Goal:
Give back, unchanged, each line from the one containing "bowl in this photo as pixel coordinates." through the last line of the entries below.

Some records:
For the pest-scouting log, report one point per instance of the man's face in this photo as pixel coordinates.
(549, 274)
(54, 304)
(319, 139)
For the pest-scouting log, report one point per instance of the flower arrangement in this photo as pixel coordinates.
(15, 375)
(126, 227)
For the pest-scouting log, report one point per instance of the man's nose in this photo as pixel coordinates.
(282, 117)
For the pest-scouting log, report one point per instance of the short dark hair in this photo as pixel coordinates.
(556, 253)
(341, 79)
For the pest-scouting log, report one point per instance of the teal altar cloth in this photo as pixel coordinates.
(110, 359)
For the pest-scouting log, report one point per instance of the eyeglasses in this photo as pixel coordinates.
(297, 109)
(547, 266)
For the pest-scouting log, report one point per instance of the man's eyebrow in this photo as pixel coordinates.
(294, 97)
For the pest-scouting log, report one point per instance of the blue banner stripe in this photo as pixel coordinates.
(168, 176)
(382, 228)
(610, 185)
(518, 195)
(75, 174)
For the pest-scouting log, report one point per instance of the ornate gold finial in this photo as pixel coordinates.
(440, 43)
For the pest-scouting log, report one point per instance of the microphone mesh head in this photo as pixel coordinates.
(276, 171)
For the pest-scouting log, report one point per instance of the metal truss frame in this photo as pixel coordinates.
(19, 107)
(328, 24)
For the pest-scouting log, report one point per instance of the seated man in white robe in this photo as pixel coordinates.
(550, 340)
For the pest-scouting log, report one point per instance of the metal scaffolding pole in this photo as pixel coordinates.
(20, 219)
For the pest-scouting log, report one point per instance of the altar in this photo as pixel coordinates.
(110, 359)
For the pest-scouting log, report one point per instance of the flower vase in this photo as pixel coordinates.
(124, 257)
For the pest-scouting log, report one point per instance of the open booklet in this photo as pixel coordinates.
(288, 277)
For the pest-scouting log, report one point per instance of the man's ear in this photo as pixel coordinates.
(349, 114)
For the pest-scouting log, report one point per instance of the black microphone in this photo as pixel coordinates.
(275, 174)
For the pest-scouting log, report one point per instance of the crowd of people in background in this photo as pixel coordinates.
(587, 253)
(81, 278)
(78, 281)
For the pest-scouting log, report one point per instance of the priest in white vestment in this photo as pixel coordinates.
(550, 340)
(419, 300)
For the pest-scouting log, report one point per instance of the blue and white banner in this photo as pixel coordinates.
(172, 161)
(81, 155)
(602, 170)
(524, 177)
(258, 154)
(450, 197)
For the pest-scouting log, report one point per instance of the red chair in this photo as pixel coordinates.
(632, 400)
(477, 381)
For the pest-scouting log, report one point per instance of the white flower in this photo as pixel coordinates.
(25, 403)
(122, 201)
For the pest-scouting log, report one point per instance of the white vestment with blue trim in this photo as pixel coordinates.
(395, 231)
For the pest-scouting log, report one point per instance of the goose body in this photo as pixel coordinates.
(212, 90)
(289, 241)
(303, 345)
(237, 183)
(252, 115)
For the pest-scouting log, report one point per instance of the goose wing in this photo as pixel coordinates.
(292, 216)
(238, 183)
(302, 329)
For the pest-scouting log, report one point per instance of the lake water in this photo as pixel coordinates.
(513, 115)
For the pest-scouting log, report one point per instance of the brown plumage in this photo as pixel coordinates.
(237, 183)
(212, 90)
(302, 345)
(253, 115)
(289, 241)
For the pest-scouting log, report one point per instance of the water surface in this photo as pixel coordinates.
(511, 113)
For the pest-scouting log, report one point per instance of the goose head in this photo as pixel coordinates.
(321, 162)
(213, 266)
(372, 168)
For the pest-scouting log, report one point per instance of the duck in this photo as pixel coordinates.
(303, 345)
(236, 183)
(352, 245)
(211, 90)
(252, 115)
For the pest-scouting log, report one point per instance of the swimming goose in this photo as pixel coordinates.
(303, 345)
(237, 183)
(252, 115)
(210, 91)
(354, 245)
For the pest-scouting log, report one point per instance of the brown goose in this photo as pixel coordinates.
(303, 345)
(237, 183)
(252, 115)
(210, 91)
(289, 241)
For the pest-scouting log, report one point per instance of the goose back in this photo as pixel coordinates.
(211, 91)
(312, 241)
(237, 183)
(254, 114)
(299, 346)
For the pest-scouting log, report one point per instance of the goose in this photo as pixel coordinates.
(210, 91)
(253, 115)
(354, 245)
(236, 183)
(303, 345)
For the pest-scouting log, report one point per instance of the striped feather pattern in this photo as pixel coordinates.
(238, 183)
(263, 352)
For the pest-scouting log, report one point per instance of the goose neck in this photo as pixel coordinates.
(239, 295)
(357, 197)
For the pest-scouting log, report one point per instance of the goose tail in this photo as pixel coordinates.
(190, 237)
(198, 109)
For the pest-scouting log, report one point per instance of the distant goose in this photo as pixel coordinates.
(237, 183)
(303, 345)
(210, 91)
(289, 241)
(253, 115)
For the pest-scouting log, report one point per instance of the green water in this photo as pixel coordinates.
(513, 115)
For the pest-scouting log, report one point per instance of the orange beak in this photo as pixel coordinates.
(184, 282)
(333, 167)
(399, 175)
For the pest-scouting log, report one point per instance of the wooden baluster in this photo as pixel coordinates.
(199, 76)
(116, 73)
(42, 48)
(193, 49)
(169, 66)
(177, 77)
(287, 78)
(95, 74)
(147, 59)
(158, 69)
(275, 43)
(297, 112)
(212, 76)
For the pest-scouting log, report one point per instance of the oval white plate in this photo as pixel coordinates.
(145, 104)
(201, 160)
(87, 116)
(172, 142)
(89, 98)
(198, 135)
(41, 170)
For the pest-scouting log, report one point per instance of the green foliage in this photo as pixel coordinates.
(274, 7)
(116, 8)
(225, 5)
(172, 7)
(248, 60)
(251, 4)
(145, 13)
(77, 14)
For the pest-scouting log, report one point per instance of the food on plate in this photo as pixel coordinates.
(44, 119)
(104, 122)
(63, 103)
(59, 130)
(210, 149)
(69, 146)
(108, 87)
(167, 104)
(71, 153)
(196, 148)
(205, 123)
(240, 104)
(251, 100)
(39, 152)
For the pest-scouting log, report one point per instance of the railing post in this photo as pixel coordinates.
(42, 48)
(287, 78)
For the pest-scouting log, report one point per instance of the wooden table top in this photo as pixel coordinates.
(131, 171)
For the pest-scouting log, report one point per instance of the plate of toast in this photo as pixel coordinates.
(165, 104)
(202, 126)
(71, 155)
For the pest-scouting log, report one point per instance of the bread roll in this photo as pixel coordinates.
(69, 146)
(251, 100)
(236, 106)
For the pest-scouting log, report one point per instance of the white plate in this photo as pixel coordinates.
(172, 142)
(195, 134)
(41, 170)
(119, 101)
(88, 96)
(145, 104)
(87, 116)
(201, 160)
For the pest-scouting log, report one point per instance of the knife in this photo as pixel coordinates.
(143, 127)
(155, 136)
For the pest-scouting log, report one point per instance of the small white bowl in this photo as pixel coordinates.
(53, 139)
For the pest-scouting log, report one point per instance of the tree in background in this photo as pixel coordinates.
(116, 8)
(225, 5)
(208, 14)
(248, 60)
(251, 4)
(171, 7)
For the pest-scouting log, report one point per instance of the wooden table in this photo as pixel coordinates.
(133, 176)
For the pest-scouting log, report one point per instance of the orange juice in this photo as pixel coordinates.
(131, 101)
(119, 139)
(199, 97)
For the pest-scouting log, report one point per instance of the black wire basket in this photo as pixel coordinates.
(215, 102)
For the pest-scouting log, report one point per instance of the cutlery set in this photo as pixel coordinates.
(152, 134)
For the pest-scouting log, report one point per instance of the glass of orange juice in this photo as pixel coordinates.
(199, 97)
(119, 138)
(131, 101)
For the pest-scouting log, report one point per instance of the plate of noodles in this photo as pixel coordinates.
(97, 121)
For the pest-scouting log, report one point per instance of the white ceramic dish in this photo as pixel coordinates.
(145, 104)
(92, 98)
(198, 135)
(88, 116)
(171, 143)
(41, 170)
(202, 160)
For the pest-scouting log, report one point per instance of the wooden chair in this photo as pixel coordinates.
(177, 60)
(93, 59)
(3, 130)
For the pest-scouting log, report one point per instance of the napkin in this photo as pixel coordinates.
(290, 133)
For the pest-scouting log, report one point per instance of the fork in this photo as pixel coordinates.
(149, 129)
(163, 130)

Output:
For the pest-scouting log, report one point per instance of the small white bowl in this photo as pixel coordinates.
(53, 139)
For the pest-scouting log, report one point per instance of the tree in background in this photo as pixel coordinates.
(116, 8)
(225, 5)
(208, 14)
(248, 60)
(251, 4)
(171, 7)
For the pest-scouting log, report one point per instance of the wooden table in this photo as pixel coordinates.
(133, 176)
For the pest-scouting log, report one point per instance of the orange juice in this photo as pixel coordinates.
(131, 101)
(119, 139)
(199, 97)
For the pest-scouting log, report one point per instance of the black wire basket in this photo as pixel coordinates.
(215, 102)
For the pest-scouting log, report one point per instance of the cutlery set in this photo as pixel coordinates.
(152, 134)
For the pest-scouting log, report one point per instance of the glass of orange juice in this photo as pixel coordinates.
(199, 97)
(119, 138)
(131, 101)
For the pest-scouting log, report one point per instance of the plate of noodles in this photo as pixel coordinates.
(97, 121)
For the pest-scouting log, report one point per instance of the white ceramic dish in this photo as pixel coordinates.
(145, 104)
(92, 98)
(198, 135)
(88, 116)
(171, 143)
(41, 170)
(202, 160)
For the pest-scouting log, report one point per instance of the wooden chair in this photo as pixel coordinates.
(177, 60)
(93, 59)
(3, 130)
For the pest-scouting log, report one point per instance of the napkin in this photo as pixel coordinates.
(290, 133)
For the pest-scouting log, report one point per instance of the fork in this photo as pixel coordinates.
(149, 129)
(163, 130)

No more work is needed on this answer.